_DOCUMENT SOURCE_:
-*-*-

La secession armoricaine

En 409, alors que l'empire romain d'Occident est envahi par des armées barbares et divisé par la guerre civile, nous savons que les cités bretonnes et armoricaines ont fait sécession. Selon Zosime, la cause de cette sécession n'est pas liée à une volonté indépendantiste vis à vis de l'empire, mais à des raisons fiscales et stratégiques: le pouvoir impérial (alors représenté en Gaule par l'usurpateur Constantin III) défend en priorité la Gaule méridionale et principalement le quart sud-est. Les cités armoricaines n'ont pas été envahies par la grande invasion de 407-409 mais ces cités se sentent justement menacées de subir le même sort que celles du nord-est et d'Aquitaine. La sécession eut lieu d'abord parce que les Armoricains ne voulaient plus payer d'impôts et fournir des recrues à l'empire alors que ses armées ne les protège pas. La sécession est d'abord la volonté de ces cités de se défendre seules. Bretons et Armoricains, moins touchés par la civilisation urbaine romaine des régions méditérannéennes fournissait de bons soldats. Leur volonté et leur capacité à se battre seuls ne fait aucun doute.

Au Ve siècle, l'Armorique va subir non pas la guerre face aux barbares mais un grand nombre d'expéditions militaires du pouvoir impérial, essayant de restaurer son autorité. Nous savons qu'il y eut celle du préfet des Gaules Exuperantius vers 416, celle d'Aétius en 425, celle de Litorius en 435 et celle de Goar en 448. La plus sanglante fut celle de Litorius qui employait des alliés Huns. La répression de 448 nous est connue dans la vie de St Germain d'Auxerre (qui fut peut-être duc d'Armorique avant d'être élu évêque en 418). Le médecin Eudoxe commandait le soulèvement armoricain. Le pouvoir impérial décida de châtier les armoricains en ordonnant aux alains de Goar, basés à Orléans, d'aller ravager leurs terres. Germain, apprenant le départ de Goar, rattrappa l'armée des alains sur le chemin et négocia une trève avec leur chef. Ce dernier accepta à condition que Germain obtint le pardon impérial. Il partit donc pour l'Italie mais mourut en chemin. Et les armoricains rompirent la trève. Ensuite, la révolte fut châtiée et Eudoxe se réfugia auprès d'Attila !

La soumission théorique aux francs

Au cours de la deuxième moitié du Ve siècle, l'empire n'a plus les moyens de s'imposer en Gaule étant sur la défensive face aux ambitions wisigothiques mais l'Armorique tint bon. Etait-elle sous l'autorité de l'armée romaine du nord commandée par Aégidius, Childéric puis Syagrius ? Nous ne le savons pas. Le dernier combat d'une armée romaine à l'ouest eut lieu vers 470 à Angers. Il s'agissait d'une opération militaire combinée du comte Paul et de Childéric contre les mercenaires Saxons d'Odoacre.

-*-*-

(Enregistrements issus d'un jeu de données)
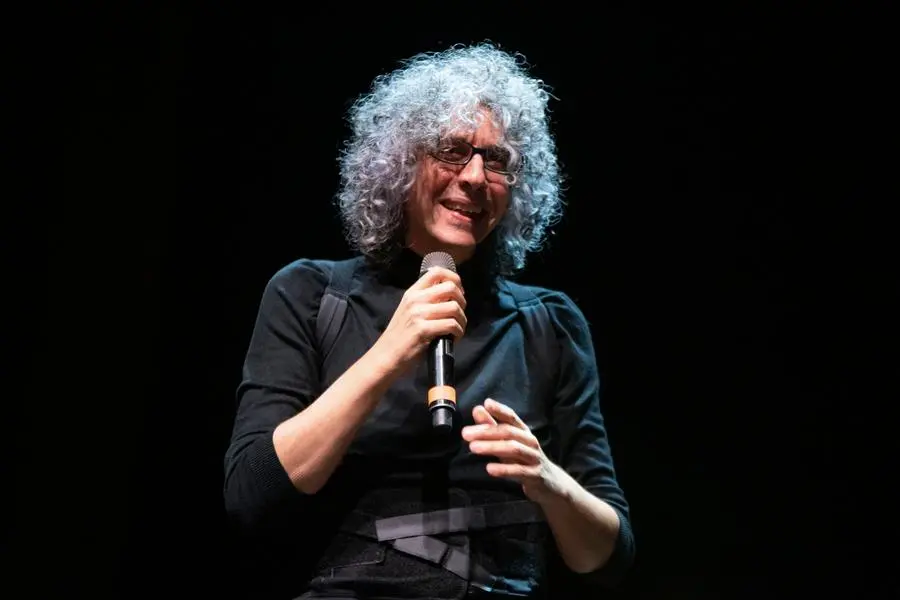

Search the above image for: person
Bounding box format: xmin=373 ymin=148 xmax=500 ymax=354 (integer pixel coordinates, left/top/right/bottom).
xmin=224 ymin=43 xmax=634 ymax=598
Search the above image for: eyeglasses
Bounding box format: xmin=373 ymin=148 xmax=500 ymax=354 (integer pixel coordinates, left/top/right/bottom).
xmin=431 ymin=140 xmax=518 ymax=175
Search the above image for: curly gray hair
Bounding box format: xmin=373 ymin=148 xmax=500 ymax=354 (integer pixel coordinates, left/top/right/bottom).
xmin=336 ymin=43 xmax=562 ymax=275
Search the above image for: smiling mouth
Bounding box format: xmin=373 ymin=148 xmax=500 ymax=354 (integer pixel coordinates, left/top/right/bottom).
xmin=441 ymin=201 xmax=484 ymax=219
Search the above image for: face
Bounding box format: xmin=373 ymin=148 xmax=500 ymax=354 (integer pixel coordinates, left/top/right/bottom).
xmin=405 ymin=110 xmax=510 ymax=264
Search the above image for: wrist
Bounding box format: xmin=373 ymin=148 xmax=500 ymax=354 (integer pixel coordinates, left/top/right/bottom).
xmin=538 ymin=462 xmax=577 ymax=509
xmin=359 ymin=343 xmax=398 ymax=391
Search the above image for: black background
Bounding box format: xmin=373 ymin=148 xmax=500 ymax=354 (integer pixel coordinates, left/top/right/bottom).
xmin=14 ymin=3 xmax=900 ymax=598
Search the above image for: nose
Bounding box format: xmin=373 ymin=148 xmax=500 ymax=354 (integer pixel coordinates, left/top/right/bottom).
xmin=458 ymin=154 xmax=487 ymax=188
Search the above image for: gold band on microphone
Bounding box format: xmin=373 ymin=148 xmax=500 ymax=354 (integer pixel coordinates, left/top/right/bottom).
xmin=428 ymin=385 xmax=456 ymax=404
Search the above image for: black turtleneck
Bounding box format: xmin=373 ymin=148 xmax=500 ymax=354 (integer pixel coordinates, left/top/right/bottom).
xmin=224 ymin=250 xmax=632 ymax=596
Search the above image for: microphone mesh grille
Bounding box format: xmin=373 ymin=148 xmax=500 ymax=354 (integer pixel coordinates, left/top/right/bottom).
xmin=419 ymin=252 xmax=456 ymax=276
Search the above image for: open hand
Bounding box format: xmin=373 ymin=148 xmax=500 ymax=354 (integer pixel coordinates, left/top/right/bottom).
xmin=462 ymin=398 xmax=563 ymax=503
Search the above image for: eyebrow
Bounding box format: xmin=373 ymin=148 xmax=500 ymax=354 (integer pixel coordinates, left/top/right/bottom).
xmin=441 ymin=135 xmax=508 ymax=152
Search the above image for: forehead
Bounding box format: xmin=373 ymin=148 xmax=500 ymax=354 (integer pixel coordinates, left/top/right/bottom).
xmin=442 ymin=118 xmax=503 ymax=147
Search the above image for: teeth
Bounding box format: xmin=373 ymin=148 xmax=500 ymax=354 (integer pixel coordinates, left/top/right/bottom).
xmin=444 ymin=202 xmax=481 ymax=215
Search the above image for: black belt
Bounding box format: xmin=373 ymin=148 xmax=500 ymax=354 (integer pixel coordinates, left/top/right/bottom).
xmin=341 ymin=500 xmax=545 ymax=596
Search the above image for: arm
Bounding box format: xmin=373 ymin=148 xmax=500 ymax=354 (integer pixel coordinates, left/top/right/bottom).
xmin=463 ymin=295 xmax=634 ymax=582
xmin=224 ymin=263 xmax=465 ymax=530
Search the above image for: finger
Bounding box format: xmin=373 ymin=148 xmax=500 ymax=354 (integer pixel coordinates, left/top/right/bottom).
xmin=469 ymin=440 xmax=541 ymax=465
xmin=485 ymin=463 xmax=540 ymax=483
xmin=472 ymin=405 xmax=497 ymax=428
xmin=484 ymin=398 xmax=530 ymax=430
xmin=419 ymin=319 xmax=466 ymax=342
xmin=416 ymin=281 xmax=467 ymax=307
xmin=409 ymin=267 xmax=462 ymax=290
xmin=417 ymin=300 xmax=469 ymax=327
xmin=462 ymin=423 xmax=540 ymax=448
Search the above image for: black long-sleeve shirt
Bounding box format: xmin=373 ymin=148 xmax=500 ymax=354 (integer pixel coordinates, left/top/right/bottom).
xmin=224 ymin=251 xmax=633 ymax=589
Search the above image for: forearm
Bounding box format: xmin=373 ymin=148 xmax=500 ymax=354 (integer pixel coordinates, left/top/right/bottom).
xmin=541 ymin=465 xmax=620 ymax=573
xmin=272 ymin=348 xmax=393 ymax=494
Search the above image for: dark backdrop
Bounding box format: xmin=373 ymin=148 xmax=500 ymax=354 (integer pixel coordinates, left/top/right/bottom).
xmin=21 ymin=4 xmax=897 ymax=598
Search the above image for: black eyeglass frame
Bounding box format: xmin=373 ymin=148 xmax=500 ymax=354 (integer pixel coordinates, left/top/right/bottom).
xmin=430 ymin=140 xmax=524 ymax=179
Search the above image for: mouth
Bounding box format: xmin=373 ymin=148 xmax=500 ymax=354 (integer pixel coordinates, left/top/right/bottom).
xmin=441 ymin=200 xmax=485 ymax=222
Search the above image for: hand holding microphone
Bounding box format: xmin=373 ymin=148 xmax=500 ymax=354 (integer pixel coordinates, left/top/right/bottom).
xmin=375 ymin=255 xmax=467 ymax=412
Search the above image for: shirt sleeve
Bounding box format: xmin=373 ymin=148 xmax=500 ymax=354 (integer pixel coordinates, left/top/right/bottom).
xmin=544 ymin=293 xmax=634 ymax=585
xmin=224 ymin=260 xmax=328 ymax=534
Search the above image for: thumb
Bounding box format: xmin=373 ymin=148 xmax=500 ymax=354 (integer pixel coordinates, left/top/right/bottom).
xmin=472 ymin=405 xmax=497 ymax=425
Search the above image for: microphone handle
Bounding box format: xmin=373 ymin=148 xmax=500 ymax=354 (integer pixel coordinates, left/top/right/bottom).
xmin=428 ymin=337 xmax=456 ymax=431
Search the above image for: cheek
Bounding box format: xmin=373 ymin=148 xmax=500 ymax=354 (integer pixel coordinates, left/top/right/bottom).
xmin=493 ymin=188 xmax=510 ymax=221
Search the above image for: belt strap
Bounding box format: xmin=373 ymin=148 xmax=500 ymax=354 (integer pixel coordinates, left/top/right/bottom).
xmin=375 ymin=500 xmax=544 ymax=542
xmin=341 ymin=500 xmax=545 ymax=595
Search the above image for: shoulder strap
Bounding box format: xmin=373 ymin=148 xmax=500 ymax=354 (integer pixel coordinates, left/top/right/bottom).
xmin=506 ymin=280 xmax=556 ymax=370
xmin=316 ymin=259 xmax=356 ymax=360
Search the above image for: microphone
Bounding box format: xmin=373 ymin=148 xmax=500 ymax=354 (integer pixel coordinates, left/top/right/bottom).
xmin=419 ymin=252 xmax=456 ymax=433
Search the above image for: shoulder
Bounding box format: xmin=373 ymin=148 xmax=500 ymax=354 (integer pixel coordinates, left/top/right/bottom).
xmin=268 ymin=257 xmax=360 ymax=292
xmin=265 ymin=258 xmax=359 ymax=312
xmin=504 ymin=279 xmax=589 ymax=329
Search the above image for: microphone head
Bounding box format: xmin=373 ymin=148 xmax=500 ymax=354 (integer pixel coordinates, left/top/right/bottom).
xmin=419 ymin=252 xmax=456 ymax=277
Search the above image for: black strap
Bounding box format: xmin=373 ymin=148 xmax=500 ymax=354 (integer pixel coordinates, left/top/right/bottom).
xmin=375 ymin=500 xmax=544 ymax=542
xmin=316 ymin=259 xmax=357 ymax=361
xmin=341 ymin=500 xmax=544 ymax=590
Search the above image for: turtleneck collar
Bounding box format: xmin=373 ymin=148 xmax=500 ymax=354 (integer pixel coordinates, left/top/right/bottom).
xmin=374 ymin=246 xmax=506 ymax=304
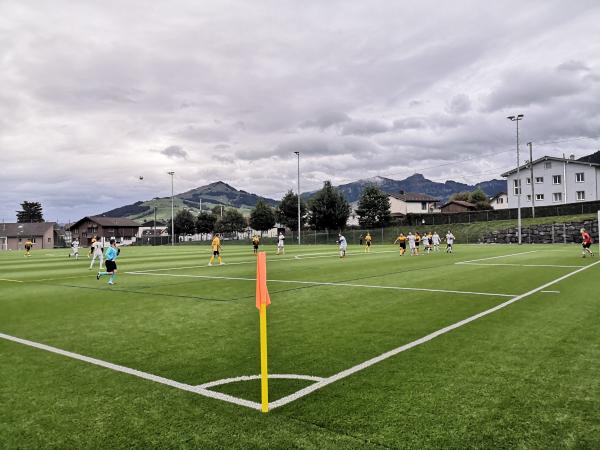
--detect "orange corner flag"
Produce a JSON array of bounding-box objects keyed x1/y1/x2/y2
[{"x1": 256, "y1": 252, "x2": 271, "y2": 309}]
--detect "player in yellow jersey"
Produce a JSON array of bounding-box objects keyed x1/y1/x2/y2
[
  {"x1": 394, "y1": 233, "x2": 406, "y2": 256},
  {"x1": 252, "y1": 234, "x2": 260, "y2": 255},
  {"x1": 208, "y1": 233, "x2": 223, "y2": 266},
  {"x1": 365, "y1": 232, "x2": 372, "y2": 253},
  {"x1": 23, "y1": 239, "x2": 33, "y2": 256}
]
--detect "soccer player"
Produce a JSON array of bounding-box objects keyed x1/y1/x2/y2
[
  {"x1": 579, "y1": 228, "x2": 594, "y2": 258},
  {"x1": 252, "y1": 234, "x2": 260, "y2": 255},
  {"x1": 394, "y1": 233, "x2": 406, "y2": 256},
  {"x1": 23, "y1": 238, "x2": 33, "y2": 256},
  {"x1": 431, "y1": 231, "x2": 440, "y2": 252},
  {"x1": 415, "y1": 231, "x2": 421, "y2": 256},
  {"x1": 96, "y1": 239, "x2": 121, "y2": 284},
  {"x1": 337, "y1": 233, "x2": 348, "y2": 258},
  {"x1": 365, "y1": 231, "x2": 373, "y2": 253},
  {"x1": 88, "y1": 238, "x2": 102, "y2": 270},
  {"x1": 208, "y1": 233, "x2": 223, "y2": 266},
  {"x1": 69, "y1": 238, "x2": 79, "y2": 259},
  {"x1": 406, "y1": 231, "x2": 417, "y2": 256},
  {"x1": 446, "y1": 230, "x2": 454, "y2": 253},
  {"x1": 277, "y1": 232, "x2": 285, "y2": 255}
]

-*-*-

_CONSIGNES_:
[1] Renommez « Angers » en « Nantes » dans le passage du texte sur la sécession armoricaine qui s'ouvre sur les mots contenant « La soumission théorique » et se ferme sur « mercenaires Saxons d'Odoacre. », puis recopiez ce passage ainsi modifié.
[2] Repérez dans les entrées chaque ligne où figure la chaîne « shirt » et recopiez-la, en tenant compte de la casse.
Le texte sur la sécession armoricaine et les entrées proviennent de sources distinctes.

_CORRIGÉ_:
[1]
La soumission théorique aux francs

Au cours de la deuxième moitié du Ve siècle, l'empire n'a plus les moyens de s'imposer en Gaule étant sur la défensive face aux ambitions wisigothiques mais l'Armorique tint bon. Etait-elle sous l'autorité de l'armée romaine du nord commandée par Aégidius, Childéric puis Syagrius ? Nous ne le savons pas. Le dernier combat d'une armée romaine à l'ouest eut lieu vers 470 à Nantes. Il s'agissait d'une opération militaire combinée du comte Paul et de Childéric contre les mercenaires Saxons d'Odoacre.

[2]
Search the above image for: black long-sleeve shirt
Search the above image for: shirt sleeve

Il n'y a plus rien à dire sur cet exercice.